| KUTIPAN TEKS |
◇ ◇ ◇ ◇ ◇
Oleh: Samsul Zakaria
Bagaimana perasaan kita ketika mengunjungi kebun yang rindang nun
asri? Tentu, suasana kebun tersebut menghadirkan kebahagiaan tersendiri dalam
kalbu. Sebagai insan beragama, selaiknya –dalam situasi tersebut– kita
mengucapkan tahmīd (subhanallāh) kepada Allah Yang Maha Kuasa.
Kebun yang ada di hadapan kita adalah visualisasi keindahan (jamaliyah)
Tuhan di alam semesta.
Berbicara masalah kebun, penulis teringat kampung halaman. Berkebun
adalah aktivitas harian para penduduk yang tinggal di desa penulis. Ketika
musim panen tiba, tidak sedikit pendatang datang: turut andil memanen ‘kopi’.
Itulah kondisi kebun di kampung penulis yang pastinya berbeda dengan ‘kebun abadi’.
‘Kebun abadi’ hanya bisa dipanen oleh empunya, tidak untuk yang lainnya.
Dunia diibaratkan sebagai ladang –mungkin juga maksudnya ‘kebun’– untuk
menanam bekal. Bekal itu yang kemudian menjadi ‘persediaan’ ketika kita hidup
di alam yang kekal alias abadi. Kebaikan yang terus kita tanam maka
kebaikan pula yang akan kita petik. Jika sebaliknya, maka ‘petaka’ yang akan
kita tuai nantinya. Ringkasnya, ‘keadaan’ kebun dunia adalah miniatur ‘keadaan’
kebun akhirat.
◇ ◇ ◇ ◇ ◇
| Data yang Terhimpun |

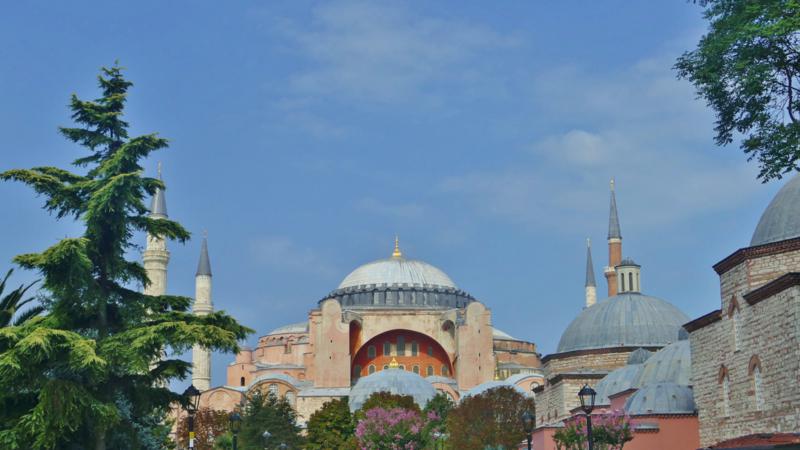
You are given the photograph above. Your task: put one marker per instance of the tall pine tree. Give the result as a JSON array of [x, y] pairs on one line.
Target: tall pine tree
[[92, 371]]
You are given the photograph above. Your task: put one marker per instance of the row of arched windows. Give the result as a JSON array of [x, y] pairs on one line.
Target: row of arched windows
[[756, 383]]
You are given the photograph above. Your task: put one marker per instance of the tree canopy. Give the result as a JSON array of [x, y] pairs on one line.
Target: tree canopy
[[92, 371], [747, 68]]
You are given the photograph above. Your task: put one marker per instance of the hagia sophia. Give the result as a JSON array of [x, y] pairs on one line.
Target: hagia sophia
[[402, 325]]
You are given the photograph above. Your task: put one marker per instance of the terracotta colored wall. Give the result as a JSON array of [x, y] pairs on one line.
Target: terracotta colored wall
[[423, 360]]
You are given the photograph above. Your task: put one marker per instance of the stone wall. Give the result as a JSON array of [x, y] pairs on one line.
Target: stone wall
[[768, 333]]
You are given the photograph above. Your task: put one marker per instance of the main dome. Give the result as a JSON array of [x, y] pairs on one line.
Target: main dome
[[625, 320], [781, 219], [397, 271]]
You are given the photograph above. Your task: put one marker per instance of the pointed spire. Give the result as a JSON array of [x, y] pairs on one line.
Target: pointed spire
[[204, 265], [589, 266], [613, 217], [158, 207], [397, 253]]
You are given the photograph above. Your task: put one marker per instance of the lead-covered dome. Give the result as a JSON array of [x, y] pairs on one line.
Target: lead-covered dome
[[397, 271], [781, 219], [626, 320], [394, 381]]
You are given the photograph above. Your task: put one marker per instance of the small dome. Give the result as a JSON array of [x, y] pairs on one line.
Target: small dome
[[299, 327], [781, 219], [397, 271], [618, 380], [494, 384], [395, 381], [671, 364], [661, 398], [630, 319]]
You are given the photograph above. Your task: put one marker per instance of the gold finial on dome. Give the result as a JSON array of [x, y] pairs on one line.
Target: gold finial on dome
[[397, 253]]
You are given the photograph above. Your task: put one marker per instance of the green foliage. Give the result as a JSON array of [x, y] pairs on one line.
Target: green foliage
[[492, 418], [209, 424], [747, 67], [12, 302], [269, 413], [91, 373], [331, 426], [386, 400], [610, 431]]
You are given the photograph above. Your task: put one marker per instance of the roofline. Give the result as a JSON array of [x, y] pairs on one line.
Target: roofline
[[703, 321], [595, 351], [757, 251], [774, 287]]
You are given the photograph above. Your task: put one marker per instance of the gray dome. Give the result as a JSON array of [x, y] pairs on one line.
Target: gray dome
[[671, 364], [618, 380], [630, 319], [397, 271], [781, 219], [395, 381], [494, 384], [661, 398]]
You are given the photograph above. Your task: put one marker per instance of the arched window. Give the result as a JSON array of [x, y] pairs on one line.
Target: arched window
[[754, 368], [725, 391]]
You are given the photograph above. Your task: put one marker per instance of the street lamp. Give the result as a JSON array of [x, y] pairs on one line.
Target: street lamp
[[528, 420], [192, 396], [236, 424], [587, 395]]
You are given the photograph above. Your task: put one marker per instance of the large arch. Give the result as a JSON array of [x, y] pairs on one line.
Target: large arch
[[402, 345]]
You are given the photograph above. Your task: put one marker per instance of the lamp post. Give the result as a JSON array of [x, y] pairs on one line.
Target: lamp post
[[236, 424], [192, 396], [528, 421], [587, 395]]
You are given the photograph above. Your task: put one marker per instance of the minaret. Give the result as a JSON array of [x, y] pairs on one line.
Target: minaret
[[201, 357], [591, 286], [156, 256], [614, 245]]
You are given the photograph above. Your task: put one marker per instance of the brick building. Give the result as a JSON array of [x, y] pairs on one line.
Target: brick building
[[747, 353]]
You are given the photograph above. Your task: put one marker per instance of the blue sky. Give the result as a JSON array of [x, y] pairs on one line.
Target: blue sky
[[305, 135]]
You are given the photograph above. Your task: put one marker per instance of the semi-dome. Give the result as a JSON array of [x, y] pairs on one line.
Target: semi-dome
[[397, 271], [672, 364], [626, 320], [395, 381], [661, 398], [781, 219]]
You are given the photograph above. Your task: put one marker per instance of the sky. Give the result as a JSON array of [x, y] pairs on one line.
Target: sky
[[305, 135]]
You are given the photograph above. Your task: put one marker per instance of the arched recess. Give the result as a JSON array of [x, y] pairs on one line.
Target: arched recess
[[428, 353]]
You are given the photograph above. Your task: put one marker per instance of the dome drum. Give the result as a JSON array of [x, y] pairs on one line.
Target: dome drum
[[400, 296]]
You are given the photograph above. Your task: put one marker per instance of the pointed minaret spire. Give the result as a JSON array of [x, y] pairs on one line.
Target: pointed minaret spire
[[204, 264], [158, 207], [614, 244], [613, 216], [591, 286], [201, 357]]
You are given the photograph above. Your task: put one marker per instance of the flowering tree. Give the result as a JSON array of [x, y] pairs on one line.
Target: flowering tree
[[610, 432], [394, 429]]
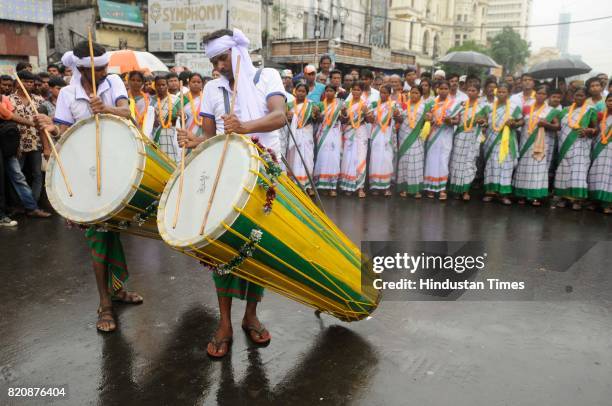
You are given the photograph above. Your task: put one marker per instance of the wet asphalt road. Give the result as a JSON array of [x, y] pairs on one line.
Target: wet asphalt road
[[555, 352]]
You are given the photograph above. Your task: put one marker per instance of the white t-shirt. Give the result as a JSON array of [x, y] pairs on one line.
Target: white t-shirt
[[269, 84], [73, 102]]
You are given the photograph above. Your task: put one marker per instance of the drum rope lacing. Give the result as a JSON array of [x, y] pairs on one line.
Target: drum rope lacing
[[246, 251]]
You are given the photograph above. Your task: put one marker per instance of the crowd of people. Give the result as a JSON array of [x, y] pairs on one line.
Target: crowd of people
[[365, 132], [518, 138]]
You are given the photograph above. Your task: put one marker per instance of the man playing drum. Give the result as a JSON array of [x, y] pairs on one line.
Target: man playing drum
[[76, 102], [259, 110]]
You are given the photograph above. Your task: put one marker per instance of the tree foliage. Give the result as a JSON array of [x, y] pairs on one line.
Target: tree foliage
[[471, 70], [509, 49]]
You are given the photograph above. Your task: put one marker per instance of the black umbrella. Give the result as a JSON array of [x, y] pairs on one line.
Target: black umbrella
[[563, 67], [469, 58]]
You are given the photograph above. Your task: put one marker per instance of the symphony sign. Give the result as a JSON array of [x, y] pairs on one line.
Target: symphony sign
[[178, 26]]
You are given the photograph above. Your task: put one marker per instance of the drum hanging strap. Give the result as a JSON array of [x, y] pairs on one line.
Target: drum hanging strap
[[226, 98]]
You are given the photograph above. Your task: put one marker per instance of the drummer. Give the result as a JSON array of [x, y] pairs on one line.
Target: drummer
[[76, 102], [259, 110]]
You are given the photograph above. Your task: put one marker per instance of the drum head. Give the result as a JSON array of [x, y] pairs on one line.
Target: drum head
[[200, 171], [121, 156]]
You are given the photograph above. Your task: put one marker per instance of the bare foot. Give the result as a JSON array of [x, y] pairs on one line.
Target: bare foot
[[220, 344], [255, 330]]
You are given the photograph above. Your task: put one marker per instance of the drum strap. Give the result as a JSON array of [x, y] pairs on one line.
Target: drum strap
[[226, 98]]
◇ ◇ ◇ ◇ ◇
| KETENTUAN LATIHAN |
Ketik ulang tanpa perubahan bagian teks tentang kebun abadi yang dibuka dengan kata-kata yang memuat "Oleh: Samsul Zakaria" dan ditutup dengan "andil memanen ‘kopi’.".

| JAWABAN TUGAS |
Oleh: Samsul Zakaria
Bagaimana perasaan kita ketika mengunjungi kebun yang rindang nun
asri? Tentu, suasana kebun tersebut menghadirkan kebahagiaan tersendiri dalam
kalbu. Sebagai insan beragama, selaiknya –dalam situasi tersebut– kita
mengucapkan tahmīd (subhanallāh) kepada Allah Yang Maha Kuasa.
Kebun yang ada di hadapan kita adalah visualisasi keindahan (jamaliyah)
Tuhan di alam semesta.
Berbicara masalah kebun, penulis teringat kampung halaman. Berkebun
adalah aktivitas harian para penduduk yang tinggal di desa penulis. Ketika
musim panen tiba, tidak sedikit pendatang datang: turut andil memanen ‘kopi’.